Provided records
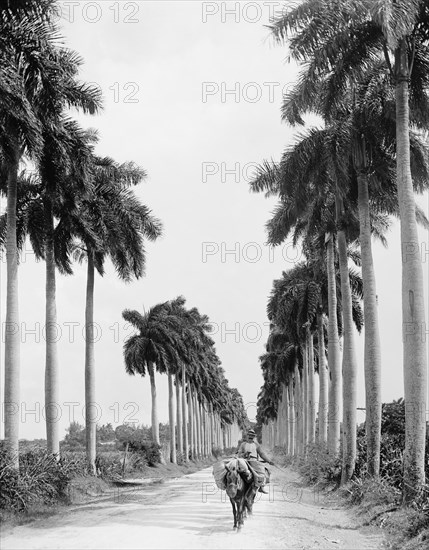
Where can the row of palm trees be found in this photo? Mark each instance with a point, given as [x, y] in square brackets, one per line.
[72, 205]
[77, 206]
[365, 69]
[173, 340]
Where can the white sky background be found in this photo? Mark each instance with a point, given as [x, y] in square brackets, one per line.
[162, 59]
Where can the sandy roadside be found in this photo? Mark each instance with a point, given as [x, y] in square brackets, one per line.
[190, 512]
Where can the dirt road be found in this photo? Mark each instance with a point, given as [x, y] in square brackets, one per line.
[190, 512]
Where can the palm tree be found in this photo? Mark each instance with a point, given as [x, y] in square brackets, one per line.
[26, 38]
[338, 47]
[59, 161]
[154, 344]
[112, 223]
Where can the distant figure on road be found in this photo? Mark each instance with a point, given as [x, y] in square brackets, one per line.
[251, 450]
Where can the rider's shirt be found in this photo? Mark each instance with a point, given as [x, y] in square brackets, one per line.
[249, 449]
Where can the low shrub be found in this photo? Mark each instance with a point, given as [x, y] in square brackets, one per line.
[217, 452]
[320, 467]
[41, 478]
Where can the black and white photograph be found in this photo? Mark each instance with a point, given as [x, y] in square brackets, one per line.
[214, 274]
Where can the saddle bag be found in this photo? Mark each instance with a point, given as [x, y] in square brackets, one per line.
[219, 473]
[258, 470]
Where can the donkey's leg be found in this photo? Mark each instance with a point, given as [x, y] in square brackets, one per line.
[234, 511]
[250, 498]
[240, 510]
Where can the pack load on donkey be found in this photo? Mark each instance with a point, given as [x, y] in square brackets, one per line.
[242, 466]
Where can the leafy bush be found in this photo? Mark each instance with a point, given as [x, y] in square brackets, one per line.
[217, 452]
[41, 478]
[320, 467]
[148, 451]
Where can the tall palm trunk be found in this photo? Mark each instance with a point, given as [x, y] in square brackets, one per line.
[184, 417]
[154, 415]
[171, 420]
[90, 412]
[52, 406]
[413, 309]
[311, 422]
[305, 399]
[197, 426]
[292, 419]
[372, 353]
[12, 329]
[298, 412]
[191, 423]
[286, 419]
[333, 355]
[323, 385]
[179, 417]
[349, 356]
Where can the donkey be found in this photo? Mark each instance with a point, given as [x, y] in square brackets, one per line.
[241, 493]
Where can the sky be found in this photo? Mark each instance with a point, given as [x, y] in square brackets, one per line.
[192, 93]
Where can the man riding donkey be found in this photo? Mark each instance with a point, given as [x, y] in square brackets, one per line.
[250, 450]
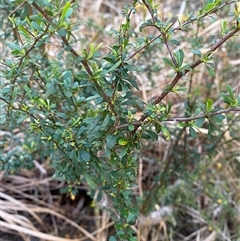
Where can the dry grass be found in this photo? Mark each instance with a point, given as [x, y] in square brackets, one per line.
[33, 206]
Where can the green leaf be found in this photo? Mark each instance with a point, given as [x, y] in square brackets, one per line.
[90, 181]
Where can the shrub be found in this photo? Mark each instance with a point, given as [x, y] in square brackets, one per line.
[79, 109]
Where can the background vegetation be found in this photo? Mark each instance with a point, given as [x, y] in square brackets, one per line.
[120, 121]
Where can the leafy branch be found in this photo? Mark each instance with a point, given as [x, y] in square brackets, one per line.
[179, 75]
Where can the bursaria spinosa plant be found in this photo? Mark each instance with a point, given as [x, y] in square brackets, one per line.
[80, 109]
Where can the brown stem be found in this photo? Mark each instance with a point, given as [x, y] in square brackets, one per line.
[179, 75]
[84, 62]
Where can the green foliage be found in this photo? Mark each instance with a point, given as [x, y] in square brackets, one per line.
[79, 107]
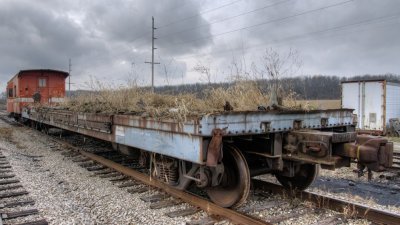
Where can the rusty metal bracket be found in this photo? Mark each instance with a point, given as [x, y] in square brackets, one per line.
[214, 151]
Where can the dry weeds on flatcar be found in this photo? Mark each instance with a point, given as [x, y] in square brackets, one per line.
[242, 96]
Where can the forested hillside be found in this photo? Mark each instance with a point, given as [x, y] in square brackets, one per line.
[306, 87]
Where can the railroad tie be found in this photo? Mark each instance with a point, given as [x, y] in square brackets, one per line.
[10, 187]
[183, 212]
[5, 176]
[138, 190]
[96, 168]
[119, 179]
[88, 164]
[280, 218]
[38, 222]
[12, 215]
[114, 174]
[5, 166]
[165, 203]
[18, 203]
[105, 171]
[335, 219]
[13, 194]
[202, 221]
[80, 160]
[128, 184]
[4, 182]
[264, 206]
[154, 198]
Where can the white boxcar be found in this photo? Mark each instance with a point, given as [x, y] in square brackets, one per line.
[374, 102]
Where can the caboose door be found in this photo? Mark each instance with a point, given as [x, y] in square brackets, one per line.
[43, 87]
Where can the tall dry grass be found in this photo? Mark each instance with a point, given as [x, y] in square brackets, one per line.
[242, 95]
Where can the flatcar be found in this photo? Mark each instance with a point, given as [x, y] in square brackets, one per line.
[43, 86]
[220, 152]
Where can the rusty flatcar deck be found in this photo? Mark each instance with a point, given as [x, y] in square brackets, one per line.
[188, 139]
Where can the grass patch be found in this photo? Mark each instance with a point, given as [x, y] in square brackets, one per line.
[242, 96]
[6, 133]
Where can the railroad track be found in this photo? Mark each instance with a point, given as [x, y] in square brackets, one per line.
[116, 169]
[108, 168]
[15, 203]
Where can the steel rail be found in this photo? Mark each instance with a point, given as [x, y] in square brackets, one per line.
[205, 205]
[322, 201]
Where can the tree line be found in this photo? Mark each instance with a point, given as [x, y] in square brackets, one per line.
[305, 87]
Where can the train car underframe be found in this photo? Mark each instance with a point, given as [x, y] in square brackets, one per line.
[228, 162]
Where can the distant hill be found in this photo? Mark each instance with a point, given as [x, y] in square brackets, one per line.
[310, 87]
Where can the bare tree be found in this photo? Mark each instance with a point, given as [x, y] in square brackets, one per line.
[276, 66]
[205, 70]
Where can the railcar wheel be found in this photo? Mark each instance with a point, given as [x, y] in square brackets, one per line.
[303, 178]
[235, 185]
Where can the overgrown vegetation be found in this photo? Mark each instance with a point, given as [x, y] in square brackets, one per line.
[244, 94]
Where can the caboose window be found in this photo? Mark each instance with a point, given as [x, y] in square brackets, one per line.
[42, 82]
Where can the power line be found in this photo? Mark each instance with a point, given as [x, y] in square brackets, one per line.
[199, 14]
[184, 19]
[266, 22]
[227, 18]
[336, 28]
[152, 54]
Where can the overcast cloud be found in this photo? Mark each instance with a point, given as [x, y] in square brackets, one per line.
[111, 40]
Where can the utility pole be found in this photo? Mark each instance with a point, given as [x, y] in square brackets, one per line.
[69, 77]
[152, 54]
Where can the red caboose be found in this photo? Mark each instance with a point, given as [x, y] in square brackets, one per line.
[28, 86]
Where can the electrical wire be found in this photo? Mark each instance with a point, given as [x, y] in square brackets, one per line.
[336, 28]
[225, 19]
[266, 22]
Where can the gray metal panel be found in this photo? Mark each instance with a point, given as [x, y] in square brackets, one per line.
[182, 146]
[247, 123]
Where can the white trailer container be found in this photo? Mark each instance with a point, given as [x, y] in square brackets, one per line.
[374, 102]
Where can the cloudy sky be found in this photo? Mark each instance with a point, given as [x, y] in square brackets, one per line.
[109, 40]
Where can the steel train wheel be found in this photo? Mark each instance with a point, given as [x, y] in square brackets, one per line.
[235, 184]
[302, 179]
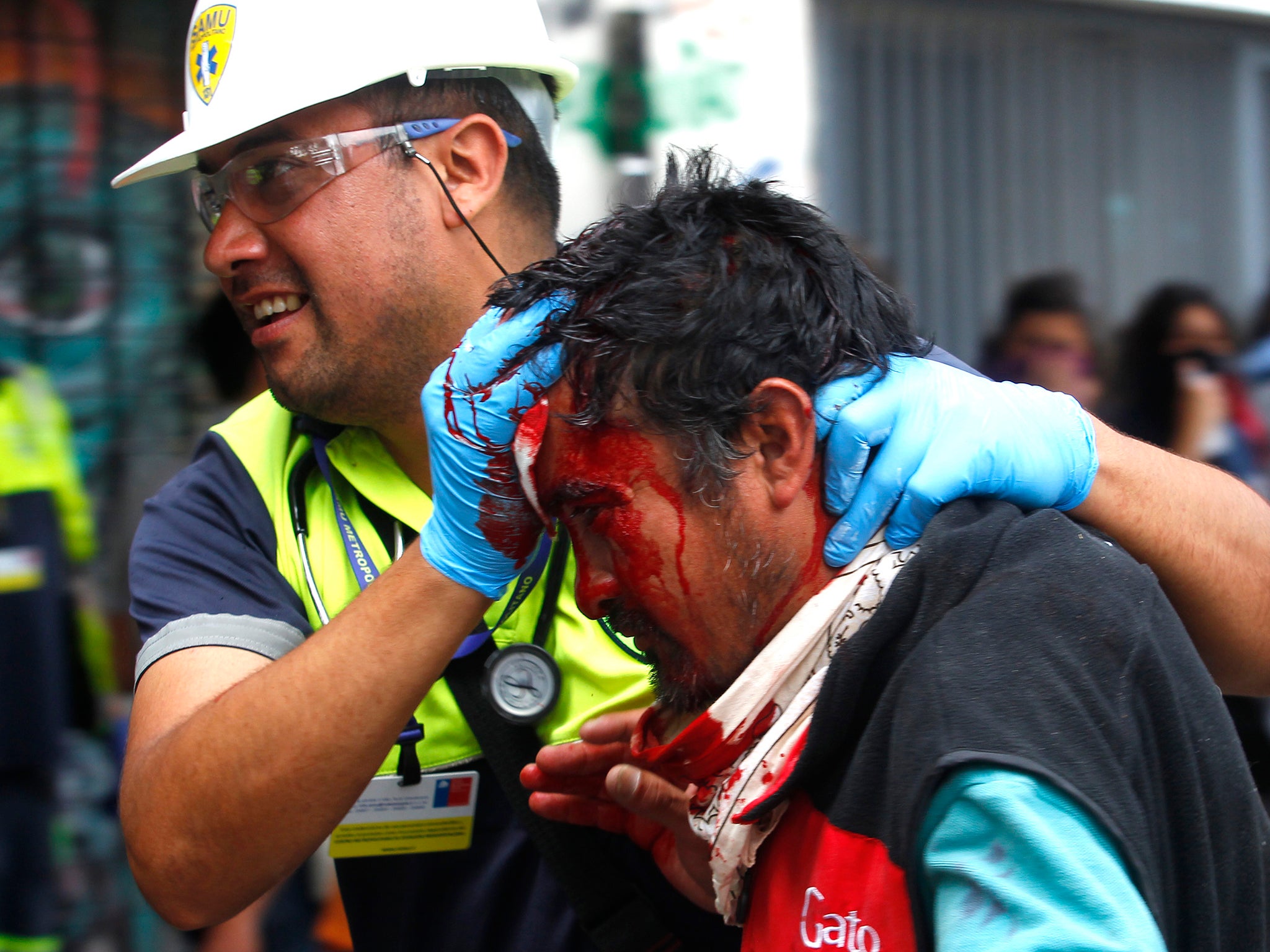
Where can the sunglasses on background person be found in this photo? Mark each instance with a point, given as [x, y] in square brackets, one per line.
[271, 182]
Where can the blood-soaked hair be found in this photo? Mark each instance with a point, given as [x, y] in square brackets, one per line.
[680, 307]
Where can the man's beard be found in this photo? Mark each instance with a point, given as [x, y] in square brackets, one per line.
[756, 574]
[680, 683]
[378, 381]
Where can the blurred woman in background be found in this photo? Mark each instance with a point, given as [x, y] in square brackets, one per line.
[1178, 387]
[1046, 339]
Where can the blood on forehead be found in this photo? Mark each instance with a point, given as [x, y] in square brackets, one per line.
[607, 467]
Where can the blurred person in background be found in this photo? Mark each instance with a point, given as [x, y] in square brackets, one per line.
[1046, 339]
[1178, 386]
[46, 528]
[1179, 389]
[1255, 362]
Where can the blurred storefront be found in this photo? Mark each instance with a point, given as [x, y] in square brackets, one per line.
[963, 143]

Task directions
Copy exactly the lines of the listing above, beginning at the line with "Where can the man's" and ending at its final line; write out nothing else.

Solution to the exercise
Where can the man's beard be found in this photo? Mark each instance with a point, given as [x, y] in square brackets, one per line.
[756, 574]
[680, 683]
[378, 381]
Where can the blurred woman in background be found in this photo? Mark each instance with a point, given as [x, y] in square brackets, one per line.
[1178, 387]
[1046, 339]
Where can the blood on forehead be found in this photo? Mark each instance with a point, given as [x, y] in square brackets, one per line.
[607, 467]
Where can the blurred person in background be found in this photo? Mark each instance with a point, given as [x, y] in square brackets, one per line.
[1046, 339]
[1178, 386]
[46, 528]
[1179, 389]
[1255, 362]
Where can the blurred storefront be found in this photo? Mark each instance with a point, given as [x, y] in square brackets, one per line.
[963, 143]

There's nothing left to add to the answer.